### Text segment
□ □ □ □

A site in India’s eastern state of Orissa is under investigation for suitability for a 4000 to 6000 MWe nuclear power complex, according to the local State Government Energy Minister Surya Narayan Patro.
The potential complex at Pati Sonapur in Orissa’s Ganjam district, would be India’s largest by far, providing on its own more than the country’s entire current nuclear capacity, including the new capacity is under construction.
Patro told the State Assembly that Nuclear Power Corporation of India Limited (NPCIL) had already proposed a drilling program to assess the site’s suitability. In remarks made to reporters, the Minister said the State had taken no decision on the NPCIL proposal, and that the region was a “thickly populated area.”
S. Thakur of NPCIL told a newspaper: “In anticipation of India being able to get international cooperation and access to nuclear technology, we are thinking of setting up large capacity nuclear power plants.” He added that Orissa’s coal reserves had made that resource the most economic for power production, but that access to the international market in uranium would make nuclear power more competitive in the region.

□ □ □ □

### Supplied information
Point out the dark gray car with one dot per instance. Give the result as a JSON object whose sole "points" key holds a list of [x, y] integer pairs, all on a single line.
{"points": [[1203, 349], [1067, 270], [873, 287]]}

□ □ □ □

### Check your understanding
1 - From the article on the proposed Orissa nuclear site, copy verbatim the part that opens with the words containing "Patro told the" and closes with "in the region.".
2 - Answer these questions using the article on the proposed Orissa nuclear site:
(a) In which district is Pati Sonapur located?
(b) Which company proposed a drilling program to assess the site?
(c) Which resource did S. Thakur say Orissa's reserves had made the most economic for power production?
3 - Continue the article on the proposed Orissa nuclear power complex from its final sentence.

### Task answers
1 -
Patro told the State Assembly that Nuclear Power Corporation of India Limited (NPCIL) had already proposed a drilling program to assess the site’s suitability. In remarks made to reporters, the Minister said the State had taken no decision on the NPCIL proposal, and that the region was a “thickly populated area.”
S. Thakur of NPCIL told a newspaper: “In anticipation of India being able to get international cooperation and access to nuclear technology, we are thinking of setting up large capacity nuclear power plants.” He added that Orissa’s coal reserves had made that resource the most economic for power production, but that access to the international market in uranium would make nuclear power more competitive in the region.

2 -
(a) Ganjam district
(b) Nuclear Power Corporation of India Limited (NPCIL)
(c) Coal

3 -
Orissa is a state on India’s east coast, densely populated with over 36 million people and holding a large share of India’s mineral resources. It is a rapidly emerging industrial area, earmarked for Special Economic Zone status. Up to $90 billion of investment in heavy industry is planned, including several extremely large aluminium, steel and petrochemical plants. It was the first Indian state to privatize its electricity transmission and distribution.
The state’s electricity demand is projected at 17.5 TWh for 2007-8, with that to grow by 12.5 percent to 19.7 TWh in 2008-9. In 2008 the Orissa Electricity Regulation Commission expects 18.1 TWh to be generated, with the surplus sold across India’s eastern grid.
To keep up with demand, Patro said independent power producers had signed 13 memoranda of understanding with the state to build generation capacity of 16,000 MWe.